- _Brief_
All of the data needs to be repeated exactly.

- _Dataset rows on where objects appear_

☆ ☆ ☆

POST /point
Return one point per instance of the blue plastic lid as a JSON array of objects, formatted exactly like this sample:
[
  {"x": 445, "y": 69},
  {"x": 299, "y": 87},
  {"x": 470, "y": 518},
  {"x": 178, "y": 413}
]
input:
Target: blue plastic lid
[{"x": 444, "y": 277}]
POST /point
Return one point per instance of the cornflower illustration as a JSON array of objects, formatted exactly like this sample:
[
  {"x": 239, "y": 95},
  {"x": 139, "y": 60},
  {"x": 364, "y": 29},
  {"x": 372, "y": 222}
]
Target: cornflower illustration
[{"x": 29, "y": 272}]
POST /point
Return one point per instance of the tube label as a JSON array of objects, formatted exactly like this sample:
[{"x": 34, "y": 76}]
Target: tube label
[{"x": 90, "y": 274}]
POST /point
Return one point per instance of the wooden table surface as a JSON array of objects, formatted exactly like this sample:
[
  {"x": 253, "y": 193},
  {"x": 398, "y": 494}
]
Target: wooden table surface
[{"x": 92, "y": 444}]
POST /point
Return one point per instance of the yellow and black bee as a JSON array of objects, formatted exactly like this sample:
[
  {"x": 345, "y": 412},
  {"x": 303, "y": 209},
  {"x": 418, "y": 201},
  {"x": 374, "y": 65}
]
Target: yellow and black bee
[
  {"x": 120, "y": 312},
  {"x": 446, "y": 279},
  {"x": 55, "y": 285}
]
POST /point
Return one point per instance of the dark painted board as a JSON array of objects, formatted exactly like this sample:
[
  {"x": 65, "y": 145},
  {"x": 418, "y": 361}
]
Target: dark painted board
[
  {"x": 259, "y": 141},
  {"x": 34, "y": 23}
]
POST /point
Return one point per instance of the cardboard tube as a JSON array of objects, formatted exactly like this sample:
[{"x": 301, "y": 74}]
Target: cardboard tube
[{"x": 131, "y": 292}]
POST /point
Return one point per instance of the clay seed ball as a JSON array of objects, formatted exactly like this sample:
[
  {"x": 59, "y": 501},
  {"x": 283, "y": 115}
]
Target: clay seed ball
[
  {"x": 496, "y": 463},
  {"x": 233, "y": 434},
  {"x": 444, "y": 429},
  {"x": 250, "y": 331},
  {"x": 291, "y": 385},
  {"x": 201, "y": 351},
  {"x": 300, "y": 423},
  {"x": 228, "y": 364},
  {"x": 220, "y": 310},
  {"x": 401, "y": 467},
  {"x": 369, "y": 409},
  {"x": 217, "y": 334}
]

☆ ☆ ☆

- _Exercise solution_
POST /point
Return one point per instance of the blue plastic lid as a JSON array of objects, formatted exactly like this sample:
[
  {"x": 445, "y": 69},
  {"x": 299, "y": 87},
  {"x": 470, "y": 518},
  {"x": 178, "y": 413}
]
input:
Target: blue plastic lid
[{"x": 444, "y": 277}]
POST /point
Return one point per instance of the cornflower illustration as a JSON array of objects, formatted exactly like this sample:
[
  {"x": 239, "y": 95},
  {"x": 139, "y": 60},
  {"x": 364, "y": 29},
  {"x": 372, "y": 222}
]
Target: cornflower illustration
[{"x": 29, "y": 272}]
POST /point
Return one point per instance of the tube label as a JSON array of objects, formatted exactly like this sample:
[{"x": 34, "y": 76}]
Target: tube label
[{"x": 90, "y": 274}]
POST /point
Return one point per instance of the wooden table surface as a JSON array of objects, formatted exactly like this sample:
[
  {"x": 253, "y": 193},
  {"x": 398, "y": 494}
]
Target: wooden table surface
[{"x": 92, "y": 444}]
POST /point
Return one point per instance of the yellow and black bee as a JSON array of objects, formatted exactly like this sample:
[
  {"x": 345, "y": 412},
  {"x": 303, "y": 209},
  {"x": 418, "y": 201},
  {"x": 374, "y": 65}
]
Target: yellow and black bee
[
  {"x": 120, "y": 312},
  {"x": 446, "y": 279},
  {"x": 55, "y": 285}
]
POST /point
Return one point per instance of the dark painted board as a JSON array of objects, formatted exactly like this sample:
[
  {"x": 65, "y": 145},
  {"x": 418, "y": 361}
]
Target: dark painted board
[
  {"x": 259, "y": 141},
  {"x": 34, "y": 23}
]
POST /point
Return one point per instance of the cardboard tube as a JSON array of objects, formatted exactly like this sample:
[{"x": 301, "y": 74}]
Target: cardboard tube
[{"x": 131, "y": 292}]
POST /point
Return one point per instance of the clay seed ball as a JSON array of objects, formatted exactly like this sample:
[
  {"x": 59, "y": 501},
  {"x": 283, "y": 115}
]
Target: clay seed ball
[
  {"x": 496, "y": 463},
  {"x": 233, "y": 434},
  {"x": 444, "y": 429},
  {"x": 250, "y": 331},
  {"x": 291, "y": 385},
  {"x": 201, "y": 351},
  {"x": 300, "y": 423},
  {"x": 228, "y": 364},
  {"x": 220, "y": 310},
  {"x": 401, "y": 467},
  {"x": 369, "y": 409},
  {"x": 217, "y": 334}
]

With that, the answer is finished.